* BEGIN *

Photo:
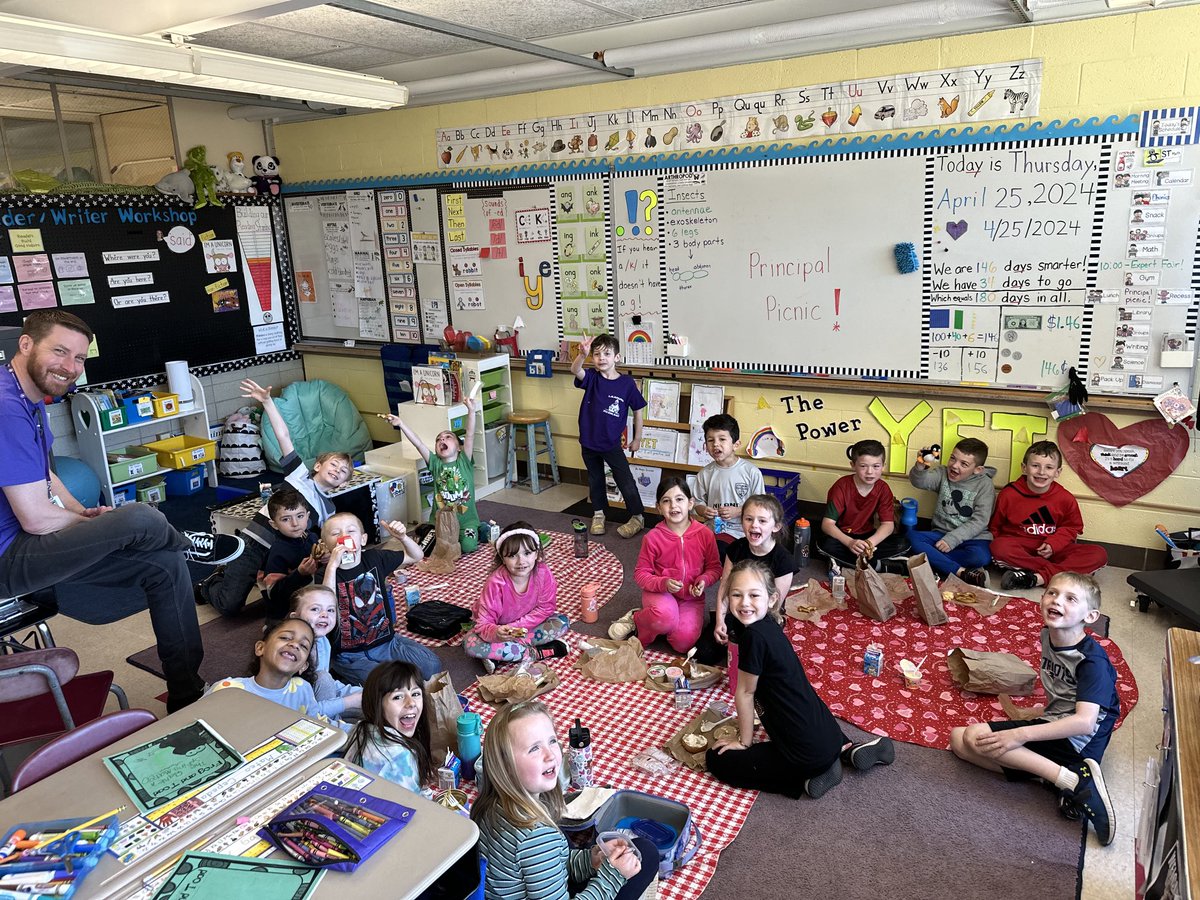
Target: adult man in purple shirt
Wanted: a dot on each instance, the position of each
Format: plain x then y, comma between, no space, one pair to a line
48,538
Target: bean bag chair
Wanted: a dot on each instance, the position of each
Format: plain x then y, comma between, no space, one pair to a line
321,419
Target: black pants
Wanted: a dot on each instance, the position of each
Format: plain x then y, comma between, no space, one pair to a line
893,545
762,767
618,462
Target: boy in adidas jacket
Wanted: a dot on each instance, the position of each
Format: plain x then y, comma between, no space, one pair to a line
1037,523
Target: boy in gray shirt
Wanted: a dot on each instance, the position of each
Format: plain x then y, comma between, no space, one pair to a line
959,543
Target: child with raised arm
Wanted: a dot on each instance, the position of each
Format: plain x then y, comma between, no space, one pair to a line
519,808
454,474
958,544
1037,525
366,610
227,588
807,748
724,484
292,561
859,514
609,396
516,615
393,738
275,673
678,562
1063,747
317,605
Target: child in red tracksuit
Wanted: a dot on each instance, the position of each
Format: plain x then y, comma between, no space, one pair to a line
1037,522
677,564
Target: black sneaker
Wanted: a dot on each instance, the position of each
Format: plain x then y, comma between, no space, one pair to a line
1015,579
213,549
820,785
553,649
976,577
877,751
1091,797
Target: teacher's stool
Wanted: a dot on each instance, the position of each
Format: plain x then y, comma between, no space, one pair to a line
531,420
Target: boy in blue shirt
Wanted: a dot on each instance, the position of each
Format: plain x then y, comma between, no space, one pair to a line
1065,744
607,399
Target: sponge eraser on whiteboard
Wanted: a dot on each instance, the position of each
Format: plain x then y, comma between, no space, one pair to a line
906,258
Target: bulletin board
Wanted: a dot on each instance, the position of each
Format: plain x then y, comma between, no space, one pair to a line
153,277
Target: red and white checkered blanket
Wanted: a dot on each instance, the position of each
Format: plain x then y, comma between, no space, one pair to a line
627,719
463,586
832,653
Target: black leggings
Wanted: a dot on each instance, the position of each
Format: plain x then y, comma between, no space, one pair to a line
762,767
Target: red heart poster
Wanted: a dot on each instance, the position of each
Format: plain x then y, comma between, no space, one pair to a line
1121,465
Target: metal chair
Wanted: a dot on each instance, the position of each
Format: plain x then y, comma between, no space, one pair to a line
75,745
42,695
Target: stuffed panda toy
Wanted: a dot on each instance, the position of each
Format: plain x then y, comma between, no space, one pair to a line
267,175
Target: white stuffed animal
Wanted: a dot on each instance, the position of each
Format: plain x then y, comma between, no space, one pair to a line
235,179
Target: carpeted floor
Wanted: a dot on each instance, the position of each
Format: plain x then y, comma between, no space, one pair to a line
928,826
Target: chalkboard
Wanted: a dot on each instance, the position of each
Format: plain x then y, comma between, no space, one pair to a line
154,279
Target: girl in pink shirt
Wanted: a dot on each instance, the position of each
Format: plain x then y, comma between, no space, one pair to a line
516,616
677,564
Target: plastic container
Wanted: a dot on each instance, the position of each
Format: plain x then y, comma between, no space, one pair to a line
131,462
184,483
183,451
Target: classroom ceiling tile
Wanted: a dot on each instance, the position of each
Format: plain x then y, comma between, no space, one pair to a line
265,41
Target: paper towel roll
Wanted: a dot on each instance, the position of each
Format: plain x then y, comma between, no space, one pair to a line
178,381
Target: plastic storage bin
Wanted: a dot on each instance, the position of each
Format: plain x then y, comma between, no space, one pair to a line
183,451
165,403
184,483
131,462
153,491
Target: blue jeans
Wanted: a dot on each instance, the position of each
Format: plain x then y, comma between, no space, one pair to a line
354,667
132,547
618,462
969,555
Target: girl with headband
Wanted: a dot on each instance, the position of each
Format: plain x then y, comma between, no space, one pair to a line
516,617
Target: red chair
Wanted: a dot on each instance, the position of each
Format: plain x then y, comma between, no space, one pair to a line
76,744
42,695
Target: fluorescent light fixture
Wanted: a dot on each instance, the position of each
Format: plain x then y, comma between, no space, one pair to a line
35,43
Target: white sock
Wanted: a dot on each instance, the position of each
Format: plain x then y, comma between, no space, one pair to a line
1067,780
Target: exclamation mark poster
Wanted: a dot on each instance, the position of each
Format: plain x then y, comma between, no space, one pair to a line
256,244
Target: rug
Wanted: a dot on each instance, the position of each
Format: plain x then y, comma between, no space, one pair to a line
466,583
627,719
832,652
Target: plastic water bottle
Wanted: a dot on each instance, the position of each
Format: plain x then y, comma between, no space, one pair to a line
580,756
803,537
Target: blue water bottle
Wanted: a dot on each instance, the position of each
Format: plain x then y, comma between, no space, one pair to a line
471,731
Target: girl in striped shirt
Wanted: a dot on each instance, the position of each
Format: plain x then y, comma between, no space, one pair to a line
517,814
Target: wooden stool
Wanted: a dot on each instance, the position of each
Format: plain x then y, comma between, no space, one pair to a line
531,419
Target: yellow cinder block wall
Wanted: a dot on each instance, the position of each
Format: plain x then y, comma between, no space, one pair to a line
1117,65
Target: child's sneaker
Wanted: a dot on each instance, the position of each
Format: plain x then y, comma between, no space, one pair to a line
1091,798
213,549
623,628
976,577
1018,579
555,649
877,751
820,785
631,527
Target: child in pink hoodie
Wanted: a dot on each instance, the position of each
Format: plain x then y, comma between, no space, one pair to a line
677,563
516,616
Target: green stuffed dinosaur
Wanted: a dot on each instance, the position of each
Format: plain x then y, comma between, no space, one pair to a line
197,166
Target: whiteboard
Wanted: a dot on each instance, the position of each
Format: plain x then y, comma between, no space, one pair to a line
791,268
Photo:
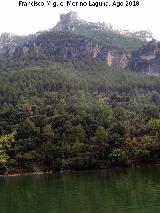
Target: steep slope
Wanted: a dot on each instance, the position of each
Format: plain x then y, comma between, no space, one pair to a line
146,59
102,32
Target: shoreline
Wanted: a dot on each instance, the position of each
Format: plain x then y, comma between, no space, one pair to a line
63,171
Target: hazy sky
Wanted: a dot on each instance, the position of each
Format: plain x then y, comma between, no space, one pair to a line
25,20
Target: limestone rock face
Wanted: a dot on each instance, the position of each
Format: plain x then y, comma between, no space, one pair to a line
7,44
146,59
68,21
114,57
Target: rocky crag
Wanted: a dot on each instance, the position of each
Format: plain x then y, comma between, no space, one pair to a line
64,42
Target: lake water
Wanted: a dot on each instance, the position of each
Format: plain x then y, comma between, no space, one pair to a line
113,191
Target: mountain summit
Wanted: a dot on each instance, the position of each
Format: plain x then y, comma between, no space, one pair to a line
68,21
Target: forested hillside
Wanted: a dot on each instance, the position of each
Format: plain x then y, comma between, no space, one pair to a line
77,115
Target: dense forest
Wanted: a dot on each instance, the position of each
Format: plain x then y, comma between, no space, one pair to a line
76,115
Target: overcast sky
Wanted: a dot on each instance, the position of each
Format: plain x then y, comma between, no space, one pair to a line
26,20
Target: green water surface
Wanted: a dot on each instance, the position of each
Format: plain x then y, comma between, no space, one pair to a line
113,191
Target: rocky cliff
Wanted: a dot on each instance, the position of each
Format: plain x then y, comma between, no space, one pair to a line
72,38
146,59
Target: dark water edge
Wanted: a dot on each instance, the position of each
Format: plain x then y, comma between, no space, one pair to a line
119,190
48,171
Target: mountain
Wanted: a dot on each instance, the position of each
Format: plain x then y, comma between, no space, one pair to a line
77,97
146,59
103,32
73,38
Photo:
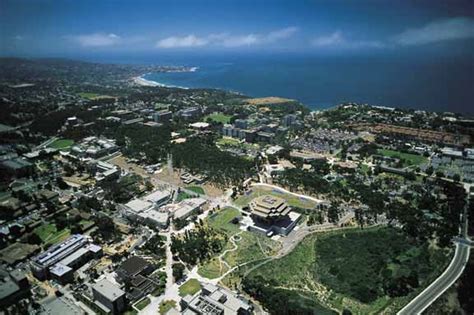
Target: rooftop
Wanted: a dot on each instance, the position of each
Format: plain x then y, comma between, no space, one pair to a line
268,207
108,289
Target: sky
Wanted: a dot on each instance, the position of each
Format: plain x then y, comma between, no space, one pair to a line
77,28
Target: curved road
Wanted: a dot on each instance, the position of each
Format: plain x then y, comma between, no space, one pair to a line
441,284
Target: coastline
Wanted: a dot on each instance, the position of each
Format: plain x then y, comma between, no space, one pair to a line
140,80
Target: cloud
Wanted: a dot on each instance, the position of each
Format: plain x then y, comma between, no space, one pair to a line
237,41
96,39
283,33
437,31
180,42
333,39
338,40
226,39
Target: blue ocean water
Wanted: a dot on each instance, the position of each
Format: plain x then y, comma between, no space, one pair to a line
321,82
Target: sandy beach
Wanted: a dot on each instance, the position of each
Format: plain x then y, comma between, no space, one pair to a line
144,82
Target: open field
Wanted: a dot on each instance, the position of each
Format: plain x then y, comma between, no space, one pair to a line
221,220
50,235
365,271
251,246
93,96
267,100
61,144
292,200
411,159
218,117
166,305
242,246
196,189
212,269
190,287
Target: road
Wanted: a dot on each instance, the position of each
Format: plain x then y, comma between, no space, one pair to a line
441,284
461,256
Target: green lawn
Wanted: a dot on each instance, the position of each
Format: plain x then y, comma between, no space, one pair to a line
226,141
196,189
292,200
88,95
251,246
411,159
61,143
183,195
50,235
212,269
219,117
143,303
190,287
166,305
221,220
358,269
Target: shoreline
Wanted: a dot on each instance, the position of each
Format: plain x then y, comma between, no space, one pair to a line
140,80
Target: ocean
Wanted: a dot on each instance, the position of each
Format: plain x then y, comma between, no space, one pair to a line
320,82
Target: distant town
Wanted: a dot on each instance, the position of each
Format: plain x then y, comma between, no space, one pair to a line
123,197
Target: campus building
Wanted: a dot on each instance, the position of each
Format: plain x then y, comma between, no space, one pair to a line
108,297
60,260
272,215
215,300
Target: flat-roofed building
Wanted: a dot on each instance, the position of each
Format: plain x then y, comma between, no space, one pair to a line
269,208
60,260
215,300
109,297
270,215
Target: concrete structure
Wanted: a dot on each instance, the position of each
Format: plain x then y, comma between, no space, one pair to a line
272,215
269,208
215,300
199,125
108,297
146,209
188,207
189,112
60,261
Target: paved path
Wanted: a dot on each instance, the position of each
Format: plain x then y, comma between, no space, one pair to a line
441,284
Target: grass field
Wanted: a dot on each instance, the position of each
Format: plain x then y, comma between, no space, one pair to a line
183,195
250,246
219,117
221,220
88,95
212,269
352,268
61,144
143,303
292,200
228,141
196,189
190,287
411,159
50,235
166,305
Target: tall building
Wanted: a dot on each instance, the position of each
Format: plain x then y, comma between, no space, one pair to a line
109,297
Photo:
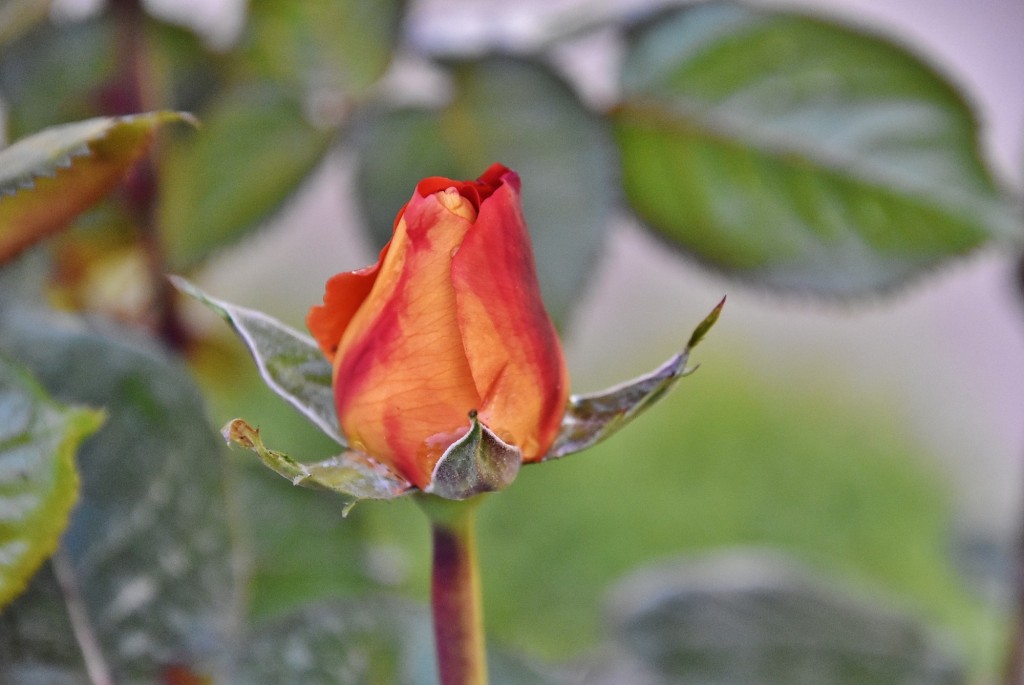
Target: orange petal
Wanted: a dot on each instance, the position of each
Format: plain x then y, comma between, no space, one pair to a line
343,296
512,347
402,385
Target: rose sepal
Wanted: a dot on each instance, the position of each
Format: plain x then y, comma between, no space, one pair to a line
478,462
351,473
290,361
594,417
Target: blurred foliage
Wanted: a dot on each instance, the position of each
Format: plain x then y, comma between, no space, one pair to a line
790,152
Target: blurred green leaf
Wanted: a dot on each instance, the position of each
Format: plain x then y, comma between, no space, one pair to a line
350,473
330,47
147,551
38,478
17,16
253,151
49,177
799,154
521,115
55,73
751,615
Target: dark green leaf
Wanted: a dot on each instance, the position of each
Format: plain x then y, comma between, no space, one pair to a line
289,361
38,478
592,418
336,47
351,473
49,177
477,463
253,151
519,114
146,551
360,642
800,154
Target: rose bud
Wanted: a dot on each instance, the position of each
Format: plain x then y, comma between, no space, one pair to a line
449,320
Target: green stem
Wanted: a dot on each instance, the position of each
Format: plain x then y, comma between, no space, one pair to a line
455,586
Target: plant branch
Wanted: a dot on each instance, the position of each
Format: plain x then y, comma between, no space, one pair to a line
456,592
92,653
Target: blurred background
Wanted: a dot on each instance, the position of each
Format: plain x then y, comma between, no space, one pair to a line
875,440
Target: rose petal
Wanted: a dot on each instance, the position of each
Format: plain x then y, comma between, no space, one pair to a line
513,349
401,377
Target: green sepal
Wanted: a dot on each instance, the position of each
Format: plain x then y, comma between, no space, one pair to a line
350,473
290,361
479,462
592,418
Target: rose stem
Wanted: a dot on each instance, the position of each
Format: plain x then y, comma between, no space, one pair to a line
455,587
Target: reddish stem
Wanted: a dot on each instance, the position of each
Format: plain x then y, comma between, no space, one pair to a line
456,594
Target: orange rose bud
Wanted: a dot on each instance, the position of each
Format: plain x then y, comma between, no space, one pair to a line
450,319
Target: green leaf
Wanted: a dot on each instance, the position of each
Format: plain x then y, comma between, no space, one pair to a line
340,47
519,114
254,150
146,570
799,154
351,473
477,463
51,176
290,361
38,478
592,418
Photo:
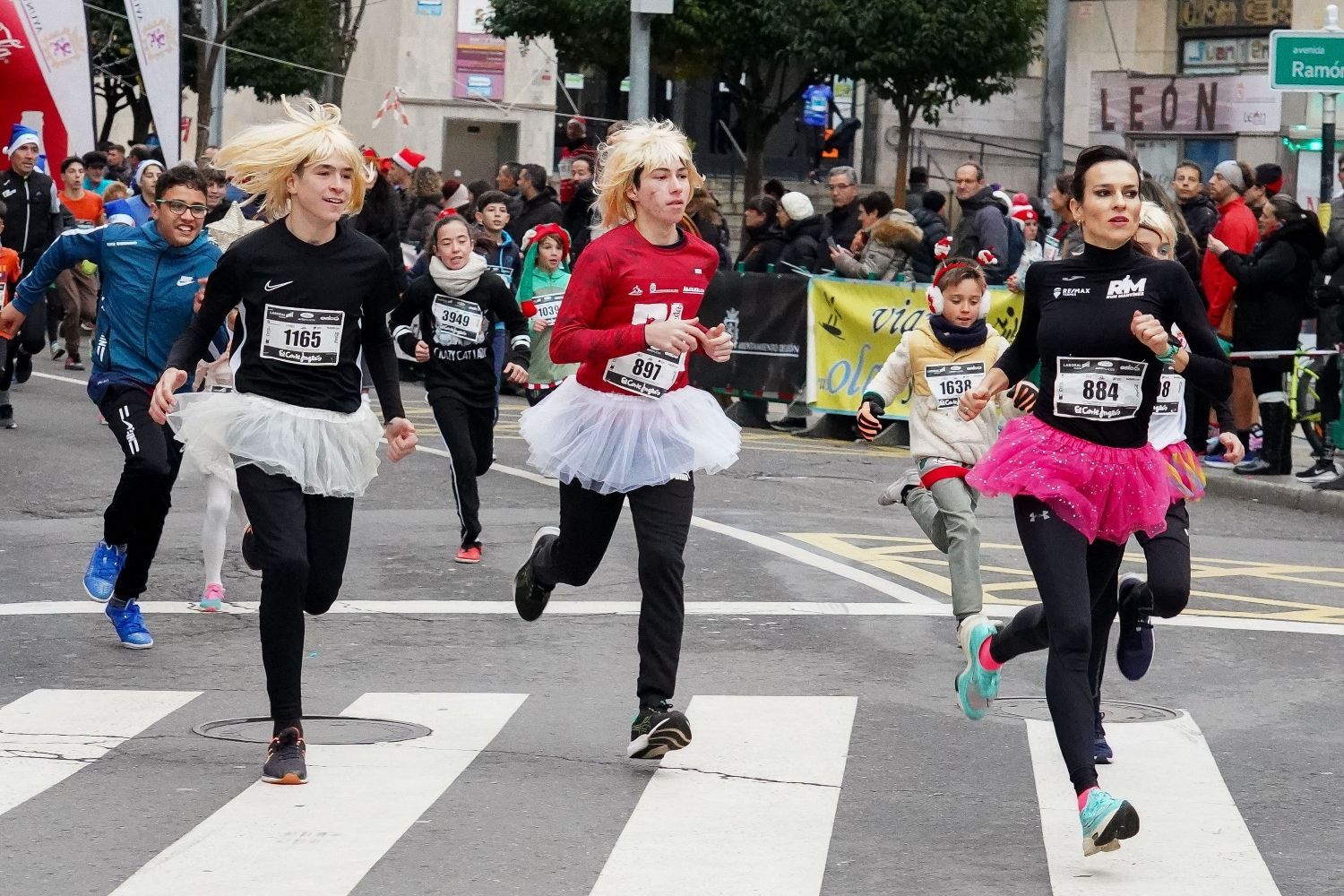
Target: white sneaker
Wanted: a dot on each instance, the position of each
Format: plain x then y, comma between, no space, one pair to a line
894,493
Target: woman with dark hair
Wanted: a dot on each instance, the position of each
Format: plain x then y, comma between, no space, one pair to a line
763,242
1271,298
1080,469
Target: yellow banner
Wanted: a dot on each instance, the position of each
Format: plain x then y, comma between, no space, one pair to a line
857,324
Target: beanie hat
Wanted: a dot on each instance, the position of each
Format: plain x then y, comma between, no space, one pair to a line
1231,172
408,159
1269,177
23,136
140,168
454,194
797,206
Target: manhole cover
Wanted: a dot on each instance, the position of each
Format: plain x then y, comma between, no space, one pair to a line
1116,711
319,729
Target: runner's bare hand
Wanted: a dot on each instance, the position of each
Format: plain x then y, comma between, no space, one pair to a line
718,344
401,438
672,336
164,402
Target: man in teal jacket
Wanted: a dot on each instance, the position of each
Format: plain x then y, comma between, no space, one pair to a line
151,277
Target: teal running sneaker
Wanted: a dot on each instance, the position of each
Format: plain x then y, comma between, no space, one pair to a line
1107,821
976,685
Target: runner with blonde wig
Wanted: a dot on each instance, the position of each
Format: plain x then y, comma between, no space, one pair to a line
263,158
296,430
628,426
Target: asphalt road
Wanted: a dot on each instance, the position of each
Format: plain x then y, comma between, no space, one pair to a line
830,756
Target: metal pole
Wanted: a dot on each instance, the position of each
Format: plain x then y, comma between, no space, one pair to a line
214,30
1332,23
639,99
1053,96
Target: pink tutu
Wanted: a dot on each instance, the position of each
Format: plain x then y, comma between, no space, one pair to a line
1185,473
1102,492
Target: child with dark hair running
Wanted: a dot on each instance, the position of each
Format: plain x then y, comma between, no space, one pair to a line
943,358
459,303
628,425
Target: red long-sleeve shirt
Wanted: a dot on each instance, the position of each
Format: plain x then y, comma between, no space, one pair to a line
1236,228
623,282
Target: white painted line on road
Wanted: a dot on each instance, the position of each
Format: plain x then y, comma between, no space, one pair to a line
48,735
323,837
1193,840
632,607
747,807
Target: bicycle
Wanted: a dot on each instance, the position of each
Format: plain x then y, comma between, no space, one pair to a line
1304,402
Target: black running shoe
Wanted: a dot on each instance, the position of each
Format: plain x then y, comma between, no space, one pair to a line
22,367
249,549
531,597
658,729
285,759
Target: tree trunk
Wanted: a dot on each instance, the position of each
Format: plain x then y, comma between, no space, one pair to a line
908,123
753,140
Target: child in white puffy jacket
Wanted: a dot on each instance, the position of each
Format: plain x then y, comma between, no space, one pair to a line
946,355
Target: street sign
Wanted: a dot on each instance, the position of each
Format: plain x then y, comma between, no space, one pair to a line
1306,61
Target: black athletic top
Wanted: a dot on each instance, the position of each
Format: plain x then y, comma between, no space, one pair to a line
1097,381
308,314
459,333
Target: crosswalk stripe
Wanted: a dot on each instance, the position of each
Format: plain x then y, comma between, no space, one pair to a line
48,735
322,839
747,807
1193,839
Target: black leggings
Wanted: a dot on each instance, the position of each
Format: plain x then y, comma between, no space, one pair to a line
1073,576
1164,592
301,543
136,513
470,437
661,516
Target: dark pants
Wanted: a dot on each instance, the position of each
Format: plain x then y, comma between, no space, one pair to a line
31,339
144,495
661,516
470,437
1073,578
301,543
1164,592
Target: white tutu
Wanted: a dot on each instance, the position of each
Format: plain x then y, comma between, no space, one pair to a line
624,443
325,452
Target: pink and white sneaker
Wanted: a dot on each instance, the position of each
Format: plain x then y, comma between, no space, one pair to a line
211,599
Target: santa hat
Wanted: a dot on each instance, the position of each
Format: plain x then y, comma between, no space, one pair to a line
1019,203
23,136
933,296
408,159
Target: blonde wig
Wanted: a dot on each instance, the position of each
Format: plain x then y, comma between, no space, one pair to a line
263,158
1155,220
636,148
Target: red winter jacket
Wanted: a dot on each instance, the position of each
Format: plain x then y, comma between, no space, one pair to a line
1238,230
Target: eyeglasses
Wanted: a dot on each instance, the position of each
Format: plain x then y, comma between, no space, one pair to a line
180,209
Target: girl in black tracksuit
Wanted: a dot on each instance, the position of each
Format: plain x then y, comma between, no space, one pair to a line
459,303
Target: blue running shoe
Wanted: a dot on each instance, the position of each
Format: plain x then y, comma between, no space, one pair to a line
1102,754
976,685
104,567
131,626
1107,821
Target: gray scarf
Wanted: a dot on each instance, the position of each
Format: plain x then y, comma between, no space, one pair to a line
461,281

* END *

* WORK TO DO:
Write out only what runs from the line holding "Target: dark pants" through the last line of the records, exactly as shown.

* OUTPUT FOR THIS EXERCISE:
Target: dark pants
Wanted: a dot on each instance, the position of each
Format: plain x then y, comma between, no space, one pair to a line
31,339
144,495
661,516
470,437
1073,578
301,543
1164,592
Target: white tutu
Wanted: a dot on each instance, the position of each
Format: plain x then y, comma between, no space, one pair to a line
624,443
325,452
Target: pink and white sneaker
Wanted: a dot on each instance, the position of each
Format: plain x then y, comma between, no space, one pair to a line
211,599
Target: santa hat
Wanted: a dot on each instance, the position of each
Format: plain x then y, comma between, no space, one pair to a line
1019,203
23,136
933,296
408,159
Target: blonde wig
Wanted: a dot on each instance, the position of each
Format: plain x then y, comma between, no space, one pair to a line
263,158
1155,220
636,148
Target: red winter jacket
Wanted: a dot on each instance, the position of each
Format: plain x then y, comma between, no space, one pair to a line
1238,230
Target: eyeglasses
Wanted: a dot on each instance, the position of each
Format: plain x then y, comma between, no space, one pair to a line
180,209
Target: girl in black tracksuit
Wanted: a dot on each instance, the position of each
Format: plain x then y, comma between, no space, one pair to a line
459,303
Target: blue running shoe
Wanted: a dot on each instance, the position of each
Format: plain x then y, comma between, no space, one pair to a line
1102,754
976,685
104,567
131,626
1107,821
Target: gray scarf
Wanted: a dot on each instance, the position of each
Format: plain x then y, comma between, no space, one pair to a line
461,281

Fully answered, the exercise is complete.